TO DO →
Rewrite every line of the records below as a Markdown table with two columns, Number and Entry, holding each line's row number and its text. Omit blank lines.

DATASET EXTRACT →
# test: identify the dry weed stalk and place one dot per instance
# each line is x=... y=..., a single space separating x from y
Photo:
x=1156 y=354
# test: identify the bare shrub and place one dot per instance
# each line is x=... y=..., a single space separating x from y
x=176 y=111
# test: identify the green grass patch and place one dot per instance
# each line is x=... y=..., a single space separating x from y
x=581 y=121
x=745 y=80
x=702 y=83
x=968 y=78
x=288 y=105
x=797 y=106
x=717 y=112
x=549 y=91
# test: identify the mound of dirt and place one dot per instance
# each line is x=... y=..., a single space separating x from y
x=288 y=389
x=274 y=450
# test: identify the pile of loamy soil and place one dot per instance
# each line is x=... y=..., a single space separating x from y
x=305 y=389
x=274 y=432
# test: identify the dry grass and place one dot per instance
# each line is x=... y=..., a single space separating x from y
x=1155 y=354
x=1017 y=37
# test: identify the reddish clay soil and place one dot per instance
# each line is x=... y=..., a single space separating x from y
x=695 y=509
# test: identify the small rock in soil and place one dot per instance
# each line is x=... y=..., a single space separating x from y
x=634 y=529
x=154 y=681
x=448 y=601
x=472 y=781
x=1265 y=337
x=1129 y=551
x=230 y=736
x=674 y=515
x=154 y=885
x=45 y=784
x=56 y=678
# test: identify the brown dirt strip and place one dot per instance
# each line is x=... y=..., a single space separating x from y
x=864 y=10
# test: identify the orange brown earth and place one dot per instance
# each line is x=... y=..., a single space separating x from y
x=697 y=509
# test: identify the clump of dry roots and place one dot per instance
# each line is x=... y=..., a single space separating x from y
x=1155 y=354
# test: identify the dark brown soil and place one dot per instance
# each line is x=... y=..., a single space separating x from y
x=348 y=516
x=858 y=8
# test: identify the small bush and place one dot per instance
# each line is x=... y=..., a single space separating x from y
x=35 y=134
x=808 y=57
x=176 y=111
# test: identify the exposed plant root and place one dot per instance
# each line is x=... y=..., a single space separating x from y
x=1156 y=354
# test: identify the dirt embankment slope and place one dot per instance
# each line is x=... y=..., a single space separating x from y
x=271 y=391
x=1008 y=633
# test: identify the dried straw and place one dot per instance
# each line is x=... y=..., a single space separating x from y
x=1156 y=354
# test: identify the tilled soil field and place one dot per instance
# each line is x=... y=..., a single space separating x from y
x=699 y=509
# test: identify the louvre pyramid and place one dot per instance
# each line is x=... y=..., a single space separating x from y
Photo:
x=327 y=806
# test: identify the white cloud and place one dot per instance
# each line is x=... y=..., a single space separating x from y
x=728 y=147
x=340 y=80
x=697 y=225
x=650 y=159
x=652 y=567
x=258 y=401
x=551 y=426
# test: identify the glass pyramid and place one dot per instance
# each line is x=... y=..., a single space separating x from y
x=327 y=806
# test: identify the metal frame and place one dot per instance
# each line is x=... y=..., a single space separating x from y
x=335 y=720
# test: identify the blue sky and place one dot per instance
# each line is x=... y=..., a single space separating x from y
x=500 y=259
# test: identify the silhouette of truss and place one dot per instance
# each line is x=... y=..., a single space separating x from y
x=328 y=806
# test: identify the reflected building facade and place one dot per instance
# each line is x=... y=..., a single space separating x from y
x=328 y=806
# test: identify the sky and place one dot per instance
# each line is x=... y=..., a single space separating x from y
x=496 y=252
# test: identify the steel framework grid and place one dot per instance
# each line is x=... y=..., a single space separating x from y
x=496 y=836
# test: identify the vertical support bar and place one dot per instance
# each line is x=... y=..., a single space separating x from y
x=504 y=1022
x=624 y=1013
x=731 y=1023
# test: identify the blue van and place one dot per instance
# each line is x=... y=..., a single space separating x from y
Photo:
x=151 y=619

FINISHED TASK →
| Number | Entry |
|---|---|
| 1 | # test: identify the dry weed stalk and place one dot per instance |
| 2 | # each line is x=... y=..., a single space separating x from y |
| 3 | Photo: |
| 4 | x=1156 y=354 |
| 5 | # test: identify the bare shrub and place one dot per instance |
| 6 | # each line is x=... y=..., a single space separating x from y |
| 7 | x=176 y=111 |
| 8 | # test: identify the green grass patch and place one dot per instance |
| 9 | # each line is x=... y=..., a single space separating x from y |
| 10 | x=581 y=121 |
| 11 | x=745 y=80 |
| 12 | x=702 y=83 |
| 13 | x=968 y=78 |
| 14 | x=288 y=105 |
| 15 | x=797 y=106 |
| 16 | x=717 y=112 |
| 17 | x=549 y=91 |
| 18 | # test: identify the mound of dirt and place one dot per instance |
| 19 | # each line is x=... y=..., a single space separating x from y |
| 20 | x=288 y=389 |
| 21 | x=274 y=450 |
| 22 | # test: identify the pile of loamy soil and place one dot per instance |
| 23 | # each line is x=... y=..., a single space separating x from y |
| 24 | x=305 y=389 |
| 25 | x=274 y=432 |
| 26 | # test: identify the dry grass and place one dot per instance |
| 27 | # each line is x=... y=..., a single space separating x from y |
| 28 | x=1155 y=354 |
| 29 | x=1017 y=37 |
| 30 | # test: identify the reddish clay soil and place one dot per instance |
| 31 | # each line is x=... y=..., a single space separating x from y |
| 32 | x=695 y=509 |
| 33 | # test: identify the small rock in soil and place one dot per instance |
| 34 | # each line is x=... y=..., a single space separating x from y |
| 35 | x=634 y=529 |
| 36 | x=154 y=681 |
| 37 | x=448 y=601 |
| 38 | x=472 y=781 |
| 39 | x=1265 y=337 |
| 40 | x=1129 y=551 |
| 41 | x=230 y=736 |
| 42 | x=674 y=515 |
| 43 | x=154 y=885 |
| 44 | x=45 y=784 |
| 45 | x=56 y=678 |
| 46 | # test: identify the brown dirt strip and place one dot per instance |
| 47 | # each line is x=... y=..., a single space separating x from y |
| 48 | x=864 y=10 |
| 49 | # test: identify the orange brown earth and place one dot per instance |
| 50 | # each line is x=... y=..., a single space separating x from y |
| 51 | x=697 y=509 |
| 52 | # test: identify the clump of dry roots and place one dot per instance |
| 53 | # each line is x=... y=..., a single space separating x from y |
| 54 | x=1155 y=354 |
| 55 | # test: identify the dark brown soil and place one dot per instance |
| 56 | # each line is x=... y=..., a single space separating x from y |
| 57 | x=348 y=516 |
| 58 | x=858 y=8 |
| 59 | # test: identify the small bush and place one dot per instance |
| 60 | # each line is x=... y=..., a single space separating x from y |
| 61 | x=35 y=134 |
| 62 | x=808 y=57 |
| 63 | x=176 y=111 |
| 64 | # test: identify the exposed plant root and place one dot per instance |
| 65 | # each line is x=... y=..., a single space separating x from y |
| 66 | x=1156 y=354 |
| 67 | # test: identify the dirt embankment slope and place one dot per instance |
| 68 | # each line is x=... y=..., a single space separating x from y |
| 69 | x=271 y=391 |
| 70 | x=1008 y=633 |
| 71 | # test: identify the dried straw and place one dot per instance |
| 72 | # each line is x=... y=..., a single space separating x from y |
| 73 | x=1156 y=354 |
| 74 | # test: identify the tilled soil field and place one dot per instance |
| 75 | # each line is x=... y=..., a single space separating x from y |
| 76 | x=699 y=509 |
| 77 | # test: identify the louvre pyramid and place one dot per instance |
| 78 | # each line is x=... y=..., a single space separating x from y |
| 79 | Photo: |
| 80 | x=327 y=806 |
| 81 | # test: identify the white cloud and place one dot per instance |
| 82 | # each line is x=... y=..., a single space separating x from y |
| 83 | x=728 y=147 |
| 84 | x=340 y=80 |
| 85 | x=697 y=225 |
| 86 | x=650 y=159 |
| 87 | x=652 y=567 |
| 88 | x=258 y=401 |
| 89 | x=551 y=426 |
| 90 | # test: identify the glass pyramid and place one dot per instance |
| 91 | # each line is x=... y=..., a single space separating x from y |
| 92 | x=327 y=806 |
| 93 | # test: identify the metal frame and place one dot per instance |
| 94 | # each line is x=... y=..., a single space separating x from y |
| 95 | x=335 y=720 |
| 96 | # test: identify the blue sky and place one dot per instance |
| 97 | # each line is x=... y=..., a single space separating x from y |
| 98 | x=500 y=259 |
| 99 | # test: identify the silhouette of truss and place one dot per instance |
| 100 | # each line is x=... y=..., a single space separating x from y |
| 101 | x=328 y=806 |
| 102 | # test: identify the reflected building facade and place one dot per instance |
| 103 | # each line is x=... y=..., a single space separating x from y |
| 104 | x=328 y=806 |
| 105 | # test: identify the sky and place one dot per instance |
| 106 | # each line is x=... y=..., a single space separating x from y |
| 107 | x=496 y=252 |
| 108 | # test: identify the steel framework grid and place one dot per instance |
| 109 | # each line is x=... y=..., a single space separating x from y |
| 110 | x=496 y=836 |
| 111 | # test: identify the vertical support bar and place one dot per instance |
| 112 | # each line is x=... y=..., a single space separating x from y |
| 113 | x=504 y=1022 |
| 114 | x=624 y=1013 |
| 115 | x=731 y=1023 |
| 116 | # test: identify the blue van and place one dot per instance |
| 117 | # each line is x=... y=..., a single space separating x from y |
| 118 | Photo: |
| 119 | x=151 y=619 |